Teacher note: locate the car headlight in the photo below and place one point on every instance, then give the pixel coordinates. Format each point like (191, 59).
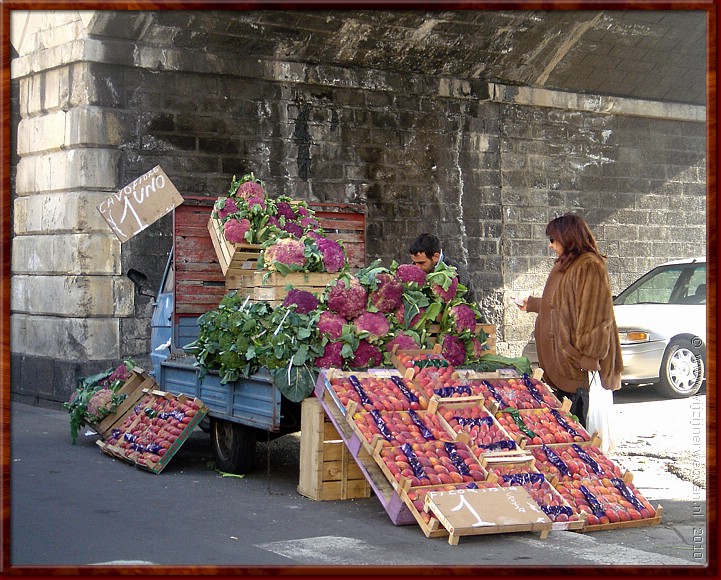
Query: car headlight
(634, 336)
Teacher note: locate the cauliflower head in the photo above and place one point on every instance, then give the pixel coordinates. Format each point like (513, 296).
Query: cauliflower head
(374, 323)
(100, 403)
(331, 357)
(411, 274)
(250, 189)
(304, 301)
(388, 295)
(235, 230)
(454, 350)
(331, 324)
(287, 251)
(349, 300)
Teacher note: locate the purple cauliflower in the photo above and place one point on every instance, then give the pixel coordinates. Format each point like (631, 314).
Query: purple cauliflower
(286, 210)
(417, 318)
(259, 201)
(303, 300)
(446, 295)
(100, 403)
(403, 341)
(375, 323)
(399, 315)
(454, 350)
(388, 296)
(411, 273)
(348, 300)
(234, 230)
(288, 251)
(308, 223)
(463, 317)
(331, 324)
(228, 208)
(366, 355)
(333, 255)
(293, 229)
(331, 357)
(250, 189)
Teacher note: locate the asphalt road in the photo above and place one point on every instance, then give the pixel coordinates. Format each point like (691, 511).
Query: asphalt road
(75, 506)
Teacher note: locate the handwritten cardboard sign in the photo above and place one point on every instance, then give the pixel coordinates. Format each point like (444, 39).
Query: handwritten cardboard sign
(140, 203)
(466, 512)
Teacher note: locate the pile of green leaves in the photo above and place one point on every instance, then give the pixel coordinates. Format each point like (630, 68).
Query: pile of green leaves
(240, 337)
(77, 405)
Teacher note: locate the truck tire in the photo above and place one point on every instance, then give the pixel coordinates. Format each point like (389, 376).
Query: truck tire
(233, 446)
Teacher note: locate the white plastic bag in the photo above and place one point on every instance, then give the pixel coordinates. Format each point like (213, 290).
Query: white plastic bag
(601, 416)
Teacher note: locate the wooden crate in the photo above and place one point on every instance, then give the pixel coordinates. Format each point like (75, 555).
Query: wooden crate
(272, 287)
(136, 416)
(133, 389)
(328, 471)
(234, 259)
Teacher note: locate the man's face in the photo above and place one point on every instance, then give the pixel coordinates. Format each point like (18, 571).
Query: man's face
(426, 264)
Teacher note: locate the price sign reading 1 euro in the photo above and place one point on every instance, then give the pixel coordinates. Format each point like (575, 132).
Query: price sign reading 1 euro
(140, 203)
(469, 512)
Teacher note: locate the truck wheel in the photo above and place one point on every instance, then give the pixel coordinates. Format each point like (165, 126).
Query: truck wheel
(233, 446)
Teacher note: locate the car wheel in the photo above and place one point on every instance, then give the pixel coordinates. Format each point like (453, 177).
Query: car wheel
(682, 370)
(233, 446)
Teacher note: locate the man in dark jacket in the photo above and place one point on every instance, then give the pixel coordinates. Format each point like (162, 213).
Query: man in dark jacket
(426, 252)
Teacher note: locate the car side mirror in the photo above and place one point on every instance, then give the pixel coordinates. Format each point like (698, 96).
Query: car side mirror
(140, 280)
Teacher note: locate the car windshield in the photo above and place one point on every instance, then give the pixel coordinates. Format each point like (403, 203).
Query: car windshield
(672, 284)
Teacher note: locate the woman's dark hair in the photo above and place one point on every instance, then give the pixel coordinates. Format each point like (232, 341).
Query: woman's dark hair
(574, 235)
(426, 243)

What to do: Could you convert all of the data above into a numbered list, one line per item, dropping any blank lines and leaving the pictures out of your answer?

Solution:
1. Teacher note: locate the car headlight in the photo below and place one point on every instance, then give the pixel coordinates. Format each point like (191, 59).
2. Query: car headlight
3. (634, 336)
4. Teacher note: locate the cauliflower head in the photo above and place one point on every instance, then give the pixel coordinates. Format each point like (513, 296).
5. Query: cauliflower head
6. (374, 323)
7. (100, 403)
8. (331, 357)
9. (411, 274)
10. (250, 189)
11. (304, 301)
12. (388, 295)
13. (235, 230)
14. (454, 350)
15. (331, 324)
16. (287, 251)
17. (349, 300)
18. Teacher note: locate the purple cauliflower in the photo above and place one point on every instance, then give the pixel coordinates. Format each point like (631, 314).
19. Query: purple cauliflower
20. (286, 210)
21. (417, 318)
22. (259, 201)
23. (303, 300)
24. (446, 295)
25. (100, 403)
26. (403, 341)
27. (375, 323)
28. (399, 315)
29. (454, 350)
30. (388, 296)
31. (411, 273)
32. (348, 300)
33. (234, 230)
34. (288, 251)
35. (308, 223)
36. (463, 317)
37. (331, 324)
38. (228, 208)
39. (366, 355)
40. (333, 255)
41. (293, 229)
42. (331, 357)
43. (250, 189)
44. Teacher note: locate the asphalt road in the photo above and place one point on every instance, then give the pixel coordinates. Format each point like (691, 511).
45. Query: asphalt road
46. (75, 506)
47. Teacher note: locate the handwritten cardboard sign in the photo above and place one point on every instance, then give the pixel coordinates. Format each point like (444, 39).
48. Query: handwritten cardboard sign
49. (140, 203)
50. (466, 512)
51. Teacher note: locate the pile of green leaves in the photo above and place one point on every instance, then give the pixel coordinates. Format each point like (630, 68).
52. Query: pile of green leaves
53. (240, 337)
54. (77, 405)
55. Teacher note: locate the truck tire in the photo above and place one point on every instance, then give the pixel coordinates. Format each point like (389, 376).
56. Query: truck tire
57. (233, 446)
58. Teacher note: locate the white plastic bag in the photo above and place one point on every instance, then give the pixel coordinates. Format each point like (213, 290).
59. Query: white plastic bag
60. (601, 416)
61. Teacher note: locate the wooden crate in the photo above and place one point on every instance, then give the pixel coordinates. Format each point like (75, 555).
62. Query: wooden crate
63. (272, 287)
64. (136, 416)
65. (133, 389)
66. (328, 471)
67. (234, 259)
68. Teacher note: locate the man's face in the photo above and place one point on every instance, then give the pixel coordinates. Format each point like (18, 571).
69. Query: man's face
70. (426, 264)
71. Teacher note: locate the price sign reading 1 euro in the photo above and place one point on every instance, then give the pixel coordinates. Format each point like (575, 132).
72. Query: price sign reading 1 euro
73. (140, 203)
74. (469, 512)
75. Teacher note: locate the truck wheel in the photo above and place one point on every instance, then give the pixel coordinates. Format each point like (165, 126).
76. Query: truck wheel
77. (233, 446)
78. Teacher note: locate the car wheel in the photo above and place one point on every instance, then give the pixel coordinates. Format each point like (453, 177).
79. Query: car wheel
80. (682, 370)
81. (233, 446)
82. Teacher note: locate the man in dark jacket in the photo above and place one point on every instance, then give the pixel coordinates. Format each point like (162, 213).
83. Query: man in dark jacket
84. (426, 252)
85. Teacher note: locate the car side mirror in the photo above and place one point on every instance, then give the pixel coordinates. Format each point like (698, 96).
86. Query: car side mirror
87. (140, 280)
88. Teacher note: locate the car windshield in the photo above and place one point on every instance, then give the pixel coordinates. Format each point like (403, 203).
89. Query: car windshield
90. (672, 284)
91. Teacher note: locate the woman's dark hair in the photo above and place one point on every instance, then give the pixel coordinates. Format each point like (232, 341).
92. Query: woman's dark hair
93. (574, 235)
94. (426, 243)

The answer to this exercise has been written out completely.